_YOUR OBJECTIVE_
Gather every line of the data below that contains the word "wing", matching its case exactly.

[Image box annotation records]
__________________________________________________

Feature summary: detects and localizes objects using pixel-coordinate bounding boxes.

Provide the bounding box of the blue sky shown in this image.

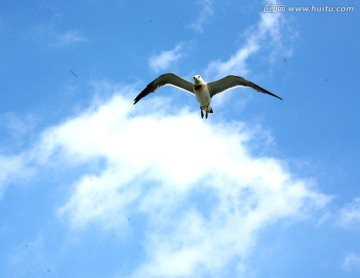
[0,0,360,277]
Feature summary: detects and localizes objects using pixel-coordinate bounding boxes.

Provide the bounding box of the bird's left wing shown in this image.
[208,75,282,99]
[134,73,194,104]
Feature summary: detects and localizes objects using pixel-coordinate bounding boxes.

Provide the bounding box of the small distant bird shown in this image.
[134,73,282,118]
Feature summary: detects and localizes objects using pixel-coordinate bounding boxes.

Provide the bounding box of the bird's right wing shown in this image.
[134,73,194,104]
[208,75,282,99]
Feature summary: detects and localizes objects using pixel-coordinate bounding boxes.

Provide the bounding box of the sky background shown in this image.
[0,0,360,277]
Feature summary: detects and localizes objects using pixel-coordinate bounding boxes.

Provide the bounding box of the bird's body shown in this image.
[193,75,213,117]
[134,73,282,118]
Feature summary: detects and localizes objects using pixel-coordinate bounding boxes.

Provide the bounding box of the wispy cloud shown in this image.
[205,1,296,78]
[337,198,360,228]
[149,43,184,72]
[57,30,87,45]
[190,0,214,32]
[0,84,328,277]
[342,253,360,272]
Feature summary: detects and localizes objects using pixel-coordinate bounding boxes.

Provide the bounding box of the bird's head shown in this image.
[194,75,205,85]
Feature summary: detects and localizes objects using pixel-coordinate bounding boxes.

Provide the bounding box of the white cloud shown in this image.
[205,1,296,78]
[338,198,360,228]
[342,253,360,272]
[190,0,214,32]
[9,86,328,277]
[149,43,184,72]
[57,30,87,45]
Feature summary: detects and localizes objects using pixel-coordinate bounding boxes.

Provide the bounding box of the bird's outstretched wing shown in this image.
[208,75,282,100]
[134,73,194,104]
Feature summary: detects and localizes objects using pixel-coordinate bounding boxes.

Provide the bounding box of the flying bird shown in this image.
[134,73,282,118]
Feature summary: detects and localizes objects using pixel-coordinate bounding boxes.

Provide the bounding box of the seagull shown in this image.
[134,72,282,119]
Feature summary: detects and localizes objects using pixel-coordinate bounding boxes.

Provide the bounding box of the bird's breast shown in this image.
[194,84,210,106]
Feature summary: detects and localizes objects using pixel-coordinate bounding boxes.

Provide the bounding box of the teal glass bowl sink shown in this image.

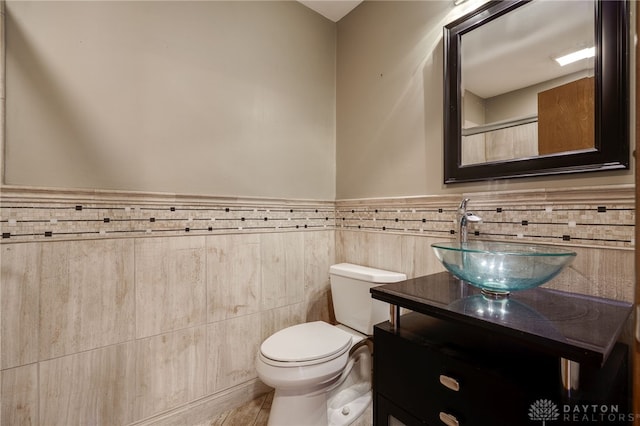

__________________________________________________

_COMPLETED EXERCISE_
Provide the bounding box of the bird's left wing shown in this image.
Provide the bounding box of the bird's right wing shown in this image.
Provide the bounding box of the bird's outstretched wing shown in this image.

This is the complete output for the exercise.